(Dataset items)
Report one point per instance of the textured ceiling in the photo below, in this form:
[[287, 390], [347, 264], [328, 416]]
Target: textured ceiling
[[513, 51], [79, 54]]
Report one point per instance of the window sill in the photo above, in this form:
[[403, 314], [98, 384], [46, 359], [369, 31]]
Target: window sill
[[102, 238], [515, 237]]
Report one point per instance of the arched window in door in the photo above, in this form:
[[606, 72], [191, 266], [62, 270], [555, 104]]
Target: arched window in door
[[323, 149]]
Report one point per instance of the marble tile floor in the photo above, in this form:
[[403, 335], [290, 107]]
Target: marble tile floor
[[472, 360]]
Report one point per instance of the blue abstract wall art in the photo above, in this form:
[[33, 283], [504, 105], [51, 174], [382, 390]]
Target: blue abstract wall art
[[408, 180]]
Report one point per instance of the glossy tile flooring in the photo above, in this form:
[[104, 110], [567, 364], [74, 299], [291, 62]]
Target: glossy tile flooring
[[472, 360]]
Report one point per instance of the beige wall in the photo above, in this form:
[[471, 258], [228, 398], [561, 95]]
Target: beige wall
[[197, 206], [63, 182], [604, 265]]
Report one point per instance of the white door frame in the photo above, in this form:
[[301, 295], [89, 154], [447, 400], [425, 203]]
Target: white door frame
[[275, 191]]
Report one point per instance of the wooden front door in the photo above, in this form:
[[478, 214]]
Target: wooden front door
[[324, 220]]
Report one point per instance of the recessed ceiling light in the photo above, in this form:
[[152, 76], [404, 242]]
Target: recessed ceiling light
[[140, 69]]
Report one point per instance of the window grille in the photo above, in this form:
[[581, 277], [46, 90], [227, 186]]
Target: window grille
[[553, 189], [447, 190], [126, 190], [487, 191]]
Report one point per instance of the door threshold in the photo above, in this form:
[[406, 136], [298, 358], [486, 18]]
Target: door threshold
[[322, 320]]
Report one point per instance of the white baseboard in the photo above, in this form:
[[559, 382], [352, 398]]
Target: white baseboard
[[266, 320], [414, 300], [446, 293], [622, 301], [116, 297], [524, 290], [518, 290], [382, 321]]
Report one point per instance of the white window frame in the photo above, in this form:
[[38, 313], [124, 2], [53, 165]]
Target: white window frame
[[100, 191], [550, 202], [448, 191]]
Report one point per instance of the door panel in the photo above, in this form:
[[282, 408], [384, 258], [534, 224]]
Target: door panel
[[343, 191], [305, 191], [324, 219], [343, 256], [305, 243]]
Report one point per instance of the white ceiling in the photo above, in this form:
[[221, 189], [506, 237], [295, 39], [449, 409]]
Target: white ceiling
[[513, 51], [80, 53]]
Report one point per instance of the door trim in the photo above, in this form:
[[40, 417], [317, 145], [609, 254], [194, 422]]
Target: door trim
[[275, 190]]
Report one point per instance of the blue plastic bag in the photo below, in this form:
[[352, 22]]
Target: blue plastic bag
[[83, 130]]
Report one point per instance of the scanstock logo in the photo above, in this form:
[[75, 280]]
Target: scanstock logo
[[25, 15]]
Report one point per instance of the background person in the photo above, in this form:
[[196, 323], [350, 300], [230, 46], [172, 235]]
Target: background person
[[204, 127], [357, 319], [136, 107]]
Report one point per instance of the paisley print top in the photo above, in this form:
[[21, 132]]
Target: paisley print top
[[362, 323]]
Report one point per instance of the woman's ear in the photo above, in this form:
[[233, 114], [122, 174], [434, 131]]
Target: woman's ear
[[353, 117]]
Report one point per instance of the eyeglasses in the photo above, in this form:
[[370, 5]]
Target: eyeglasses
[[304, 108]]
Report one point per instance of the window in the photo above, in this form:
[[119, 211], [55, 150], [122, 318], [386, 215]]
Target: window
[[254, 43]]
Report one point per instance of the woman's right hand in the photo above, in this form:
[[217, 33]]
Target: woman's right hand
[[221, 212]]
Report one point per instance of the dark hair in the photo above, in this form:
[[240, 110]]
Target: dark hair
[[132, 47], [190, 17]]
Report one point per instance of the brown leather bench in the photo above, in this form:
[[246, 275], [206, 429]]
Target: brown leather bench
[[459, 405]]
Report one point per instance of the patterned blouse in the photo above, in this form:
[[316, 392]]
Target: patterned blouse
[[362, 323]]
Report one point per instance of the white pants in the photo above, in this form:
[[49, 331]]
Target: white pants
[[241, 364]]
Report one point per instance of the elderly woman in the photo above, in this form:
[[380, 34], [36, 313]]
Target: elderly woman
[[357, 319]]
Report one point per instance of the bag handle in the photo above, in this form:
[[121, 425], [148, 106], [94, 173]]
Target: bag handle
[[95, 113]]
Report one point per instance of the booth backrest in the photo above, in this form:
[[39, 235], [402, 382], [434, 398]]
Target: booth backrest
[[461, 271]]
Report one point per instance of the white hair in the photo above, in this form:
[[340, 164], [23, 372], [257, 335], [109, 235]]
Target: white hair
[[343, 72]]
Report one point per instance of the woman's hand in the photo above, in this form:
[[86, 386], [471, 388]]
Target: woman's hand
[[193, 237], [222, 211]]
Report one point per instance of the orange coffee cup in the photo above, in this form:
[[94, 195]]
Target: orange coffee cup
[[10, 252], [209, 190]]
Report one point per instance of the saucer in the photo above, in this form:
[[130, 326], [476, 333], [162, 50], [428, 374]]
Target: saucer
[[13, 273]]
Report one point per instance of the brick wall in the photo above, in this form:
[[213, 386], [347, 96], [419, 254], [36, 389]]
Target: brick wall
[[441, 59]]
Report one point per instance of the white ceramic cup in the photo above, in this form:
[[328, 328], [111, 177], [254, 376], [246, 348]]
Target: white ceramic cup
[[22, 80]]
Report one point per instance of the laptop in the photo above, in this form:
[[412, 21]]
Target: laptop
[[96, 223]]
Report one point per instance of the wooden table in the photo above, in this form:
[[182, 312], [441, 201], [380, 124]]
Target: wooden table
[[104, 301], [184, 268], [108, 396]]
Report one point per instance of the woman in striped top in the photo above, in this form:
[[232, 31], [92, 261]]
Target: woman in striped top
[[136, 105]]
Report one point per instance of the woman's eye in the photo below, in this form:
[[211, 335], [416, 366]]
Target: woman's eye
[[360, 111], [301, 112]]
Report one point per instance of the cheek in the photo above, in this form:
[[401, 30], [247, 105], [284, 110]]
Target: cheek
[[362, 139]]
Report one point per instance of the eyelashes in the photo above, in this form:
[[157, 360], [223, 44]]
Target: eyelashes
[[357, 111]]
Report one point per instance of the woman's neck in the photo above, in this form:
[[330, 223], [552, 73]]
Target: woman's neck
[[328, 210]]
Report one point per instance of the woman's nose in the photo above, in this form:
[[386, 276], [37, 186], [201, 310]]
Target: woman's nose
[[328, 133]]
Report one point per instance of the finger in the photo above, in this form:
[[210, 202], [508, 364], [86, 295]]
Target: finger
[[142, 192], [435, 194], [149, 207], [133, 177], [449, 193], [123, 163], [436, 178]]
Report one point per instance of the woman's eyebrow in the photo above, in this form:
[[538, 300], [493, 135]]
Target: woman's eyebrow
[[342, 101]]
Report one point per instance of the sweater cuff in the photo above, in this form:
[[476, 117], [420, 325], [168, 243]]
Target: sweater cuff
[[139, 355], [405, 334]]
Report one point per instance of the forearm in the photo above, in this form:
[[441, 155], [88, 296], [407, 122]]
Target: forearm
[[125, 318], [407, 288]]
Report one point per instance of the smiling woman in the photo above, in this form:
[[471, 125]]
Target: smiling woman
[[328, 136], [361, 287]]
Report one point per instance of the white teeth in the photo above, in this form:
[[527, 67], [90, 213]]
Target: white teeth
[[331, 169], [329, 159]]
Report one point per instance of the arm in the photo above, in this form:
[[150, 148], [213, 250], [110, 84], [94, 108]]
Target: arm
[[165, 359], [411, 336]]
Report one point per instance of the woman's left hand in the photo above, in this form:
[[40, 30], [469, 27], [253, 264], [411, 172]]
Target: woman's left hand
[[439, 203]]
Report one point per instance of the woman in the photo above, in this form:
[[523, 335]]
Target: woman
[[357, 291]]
...
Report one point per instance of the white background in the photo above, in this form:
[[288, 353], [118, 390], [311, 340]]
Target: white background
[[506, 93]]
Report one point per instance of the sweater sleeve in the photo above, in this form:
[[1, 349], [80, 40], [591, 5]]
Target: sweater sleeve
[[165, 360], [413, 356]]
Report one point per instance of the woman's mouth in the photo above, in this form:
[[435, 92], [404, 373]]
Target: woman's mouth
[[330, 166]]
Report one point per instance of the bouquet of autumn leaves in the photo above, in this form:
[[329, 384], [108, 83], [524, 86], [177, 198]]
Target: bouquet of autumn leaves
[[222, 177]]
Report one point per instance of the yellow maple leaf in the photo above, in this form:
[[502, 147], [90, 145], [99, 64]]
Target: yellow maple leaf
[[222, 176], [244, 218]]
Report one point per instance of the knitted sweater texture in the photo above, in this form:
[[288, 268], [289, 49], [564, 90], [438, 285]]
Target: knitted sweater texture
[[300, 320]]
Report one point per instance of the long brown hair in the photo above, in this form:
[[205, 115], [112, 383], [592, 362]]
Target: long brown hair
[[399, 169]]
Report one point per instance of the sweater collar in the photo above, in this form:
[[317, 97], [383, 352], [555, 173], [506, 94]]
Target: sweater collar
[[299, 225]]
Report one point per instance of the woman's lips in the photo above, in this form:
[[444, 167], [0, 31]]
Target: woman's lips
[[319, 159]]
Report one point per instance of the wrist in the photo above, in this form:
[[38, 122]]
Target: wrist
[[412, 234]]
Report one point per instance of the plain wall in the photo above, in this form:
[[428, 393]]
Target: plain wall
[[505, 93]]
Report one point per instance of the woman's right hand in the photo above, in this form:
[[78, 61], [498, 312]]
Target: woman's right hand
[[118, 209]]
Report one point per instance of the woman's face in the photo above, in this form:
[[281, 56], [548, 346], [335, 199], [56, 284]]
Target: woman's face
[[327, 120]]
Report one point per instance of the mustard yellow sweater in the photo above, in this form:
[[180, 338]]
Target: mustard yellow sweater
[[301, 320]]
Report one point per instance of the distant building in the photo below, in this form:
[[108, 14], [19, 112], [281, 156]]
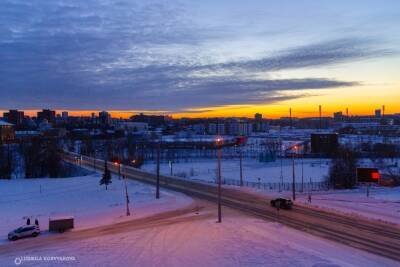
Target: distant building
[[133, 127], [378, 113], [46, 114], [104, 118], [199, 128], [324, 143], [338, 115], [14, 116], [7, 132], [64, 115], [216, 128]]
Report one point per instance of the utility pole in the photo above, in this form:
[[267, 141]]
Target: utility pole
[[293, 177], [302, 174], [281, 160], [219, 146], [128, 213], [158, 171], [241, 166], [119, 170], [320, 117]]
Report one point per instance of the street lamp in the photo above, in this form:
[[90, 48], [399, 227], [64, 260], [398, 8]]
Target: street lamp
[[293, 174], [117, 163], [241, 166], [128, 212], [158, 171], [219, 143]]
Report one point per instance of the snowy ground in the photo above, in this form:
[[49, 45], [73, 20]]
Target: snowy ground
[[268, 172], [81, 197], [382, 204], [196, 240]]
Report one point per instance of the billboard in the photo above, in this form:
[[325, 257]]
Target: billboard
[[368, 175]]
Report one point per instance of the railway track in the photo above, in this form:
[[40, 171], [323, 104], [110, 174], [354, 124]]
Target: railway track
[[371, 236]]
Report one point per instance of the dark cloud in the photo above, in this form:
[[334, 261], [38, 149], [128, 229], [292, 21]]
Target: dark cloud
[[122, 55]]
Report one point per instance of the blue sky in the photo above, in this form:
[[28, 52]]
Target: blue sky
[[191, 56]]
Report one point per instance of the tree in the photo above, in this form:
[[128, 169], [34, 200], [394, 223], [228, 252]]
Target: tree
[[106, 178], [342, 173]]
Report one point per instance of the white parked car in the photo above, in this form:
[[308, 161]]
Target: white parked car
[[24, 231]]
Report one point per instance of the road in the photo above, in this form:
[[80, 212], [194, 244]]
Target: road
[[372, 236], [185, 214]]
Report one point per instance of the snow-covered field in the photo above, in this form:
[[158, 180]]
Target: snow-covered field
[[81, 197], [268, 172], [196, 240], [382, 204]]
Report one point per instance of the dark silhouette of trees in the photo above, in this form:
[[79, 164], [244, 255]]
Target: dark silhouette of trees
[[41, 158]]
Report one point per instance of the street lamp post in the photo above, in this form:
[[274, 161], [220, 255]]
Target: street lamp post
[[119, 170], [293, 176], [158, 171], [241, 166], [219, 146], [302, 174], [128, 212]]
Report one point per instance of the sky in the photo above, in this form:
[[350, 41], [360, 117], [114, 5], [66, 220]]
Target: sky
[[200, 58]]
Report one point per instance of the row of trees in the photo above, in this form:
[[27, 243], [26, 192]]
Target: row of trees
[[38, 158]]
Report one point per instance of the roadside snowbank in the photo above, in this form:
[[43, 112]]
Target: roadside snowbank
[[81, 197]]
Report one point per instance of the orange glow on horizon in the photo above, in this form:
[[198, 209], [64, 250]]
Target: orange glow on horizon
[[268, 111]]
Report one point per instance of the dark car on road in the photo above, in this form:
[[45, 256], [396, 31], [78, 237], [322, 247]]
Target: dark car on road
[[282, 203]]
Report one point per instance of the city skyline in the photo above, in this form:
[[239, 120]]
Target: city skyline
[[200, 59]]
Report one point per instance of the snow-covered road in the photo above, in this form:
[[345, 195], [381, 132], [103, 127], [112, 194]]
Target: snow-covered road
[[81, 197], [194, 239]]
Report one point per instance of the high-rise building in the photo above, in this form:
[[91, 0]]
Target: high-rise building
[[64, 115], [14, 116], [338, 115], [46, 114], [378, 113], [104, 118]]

AIM OF THE EXERCISE:
Give back the records above exactly, limited to the lines between the one holding "Report one point per instance of the textured" and the one holding "[[33, 283], [504, 105], [51, 174], [382, 390]]", inclusive.

EXERCISE SOLUTION:
Report one point per instance of the textured ceiling in the photo below, in this form:
[[287, 390], [347, 264], [328, 416]]
Target: textured ceiling
[[513, 51], [79, 54]]
Report one point per instance of the window sill in the photo above, in this form:
[[403, 314], [98, 384], [46, 359], [369, 31]]
Target: window sill
[[102, 238], [515, 237]]
Report one point per instance of the arched window in door in the photo above, in this form:
[[606, 72], [191, 266], [62, 270], [555, 104]]
Target: arched window in door
[[323, 149]]
Report one point per instance of the marble tile floor in the photo above, in this form:
[[403, 335], [290, 107]]
Target: marble tile floor
[[472, 360]]
Report one point per instance of the blue abstract wall art in the photo above, in this form:
[[33, 283], [504, 105], [51, 174], [382, 390]]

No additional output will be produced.